[Stored dataset items]
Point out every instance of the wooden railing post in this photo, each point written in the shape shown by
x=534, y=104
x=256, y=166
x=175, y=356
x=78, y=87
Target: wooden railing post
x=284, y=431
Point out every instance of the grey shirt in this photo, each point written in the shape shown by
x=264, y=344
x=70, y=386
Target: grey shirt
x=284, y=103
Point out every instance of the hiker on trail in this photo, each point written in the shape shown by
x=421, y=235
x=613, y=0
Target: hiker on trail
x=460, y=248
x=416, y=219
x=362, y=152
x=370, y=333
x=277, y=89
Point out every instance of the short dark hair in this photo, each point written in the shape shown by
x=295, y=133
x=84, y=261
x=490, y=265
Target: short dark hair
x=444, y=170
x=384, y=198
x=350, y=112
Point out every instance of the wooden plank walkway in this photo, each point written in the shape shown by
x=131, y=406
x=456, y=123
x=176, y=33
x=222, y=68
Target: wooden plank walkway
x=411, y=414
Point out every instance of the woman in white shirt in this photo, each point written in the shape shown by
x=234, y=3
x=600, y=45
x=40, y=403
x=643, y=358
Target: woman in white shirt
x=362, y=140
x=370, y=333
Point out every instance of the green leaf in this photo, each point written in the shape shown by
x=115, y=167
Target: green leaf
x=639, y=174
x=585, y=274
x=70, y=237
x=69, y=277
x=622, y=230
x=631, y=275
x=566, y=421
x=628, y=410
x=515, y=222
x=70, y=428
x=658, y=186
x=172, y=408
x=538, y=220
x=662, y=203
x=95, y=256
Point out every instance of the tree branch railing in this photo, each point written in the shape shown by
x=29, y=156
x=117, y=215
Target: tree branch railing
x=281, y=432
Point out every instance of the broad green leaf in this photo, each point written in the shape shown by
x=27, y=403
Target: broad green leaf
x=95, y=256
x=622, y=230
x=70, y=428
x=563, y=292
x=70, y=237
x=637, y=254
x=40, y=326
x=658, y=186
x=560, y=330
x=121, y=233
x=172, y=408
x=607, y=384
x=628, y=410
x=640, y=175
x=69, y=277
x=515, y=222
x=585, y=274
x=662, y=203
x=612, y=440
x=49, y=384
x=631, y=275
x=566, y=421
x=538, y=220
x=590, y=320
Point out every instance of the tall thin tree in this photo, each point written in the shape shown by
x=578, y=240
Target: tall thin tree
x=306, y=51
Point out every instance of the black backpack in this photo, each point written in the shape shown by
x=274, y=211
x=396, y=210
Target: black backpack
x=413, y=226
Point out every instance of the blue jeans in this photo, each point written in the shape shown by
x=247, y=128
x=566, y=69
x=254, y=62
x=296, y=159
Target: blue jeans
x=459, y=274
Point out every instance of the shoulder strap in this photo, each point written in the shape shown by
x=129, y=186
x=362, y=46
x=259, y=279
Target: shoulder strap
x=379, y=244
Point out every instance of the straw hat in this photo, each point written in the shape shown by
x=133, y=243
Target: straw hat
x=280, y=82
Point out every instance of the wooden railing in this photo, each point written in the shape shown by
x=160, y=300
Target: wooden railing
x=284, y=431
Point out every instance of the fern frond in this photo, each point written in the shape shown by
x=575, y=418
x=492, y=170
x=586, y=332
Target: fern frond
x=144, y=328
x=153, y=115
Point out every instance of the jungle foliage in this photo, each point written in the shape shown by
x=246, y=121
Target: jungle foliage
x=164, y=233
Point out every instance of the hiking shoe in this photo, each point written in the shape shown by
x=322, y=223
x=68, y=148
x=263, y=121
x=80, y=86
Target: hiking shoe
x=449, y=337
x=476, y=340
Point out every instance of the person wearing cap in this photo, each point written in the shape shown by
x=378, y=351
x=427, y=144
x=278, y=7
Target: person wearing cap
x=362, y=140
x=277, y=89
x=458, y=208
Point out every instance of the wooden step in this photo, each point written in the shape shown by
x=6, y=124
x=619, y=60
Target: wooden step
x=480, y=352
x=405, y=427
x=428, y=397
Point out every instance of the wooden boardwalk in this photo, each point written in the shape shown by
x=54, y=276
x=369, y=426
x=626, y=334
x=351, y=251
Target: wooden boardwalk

Your goal: For this task, write out exactly the lines of the entries above, starting at the line with "Target: woman in white shirt" and ending at the line with "x=27, y=403", both included, and no others.

Worked solution:
Target: woman in white shirt
x=362, y=140
x=370, y=333
Point out every instance of the green leaf in this photo, each point written in the shape shown by
x=115, y=167
Target: green leaf
x=639, y=174
x=585, y=274
x=70, y=237
x=69, y=277
x=622, y=230
x=631, y=275
x=566, y=421
x=628, y=410
x=515, y=222
x=70, y=428
x=658, y=186
x=172, y=408
x=538, y=220
x=662, y=203
x=95, y=256
Point out every instance of the tree branch railing in this photo, each point written in the shape shown by
x=29, y=156
x=117, y=215
Target: tree branch railing
x=281, y=432
Point out every instance of the broad green leaf in this photo, each point written in the shape shown by
x=27, y=403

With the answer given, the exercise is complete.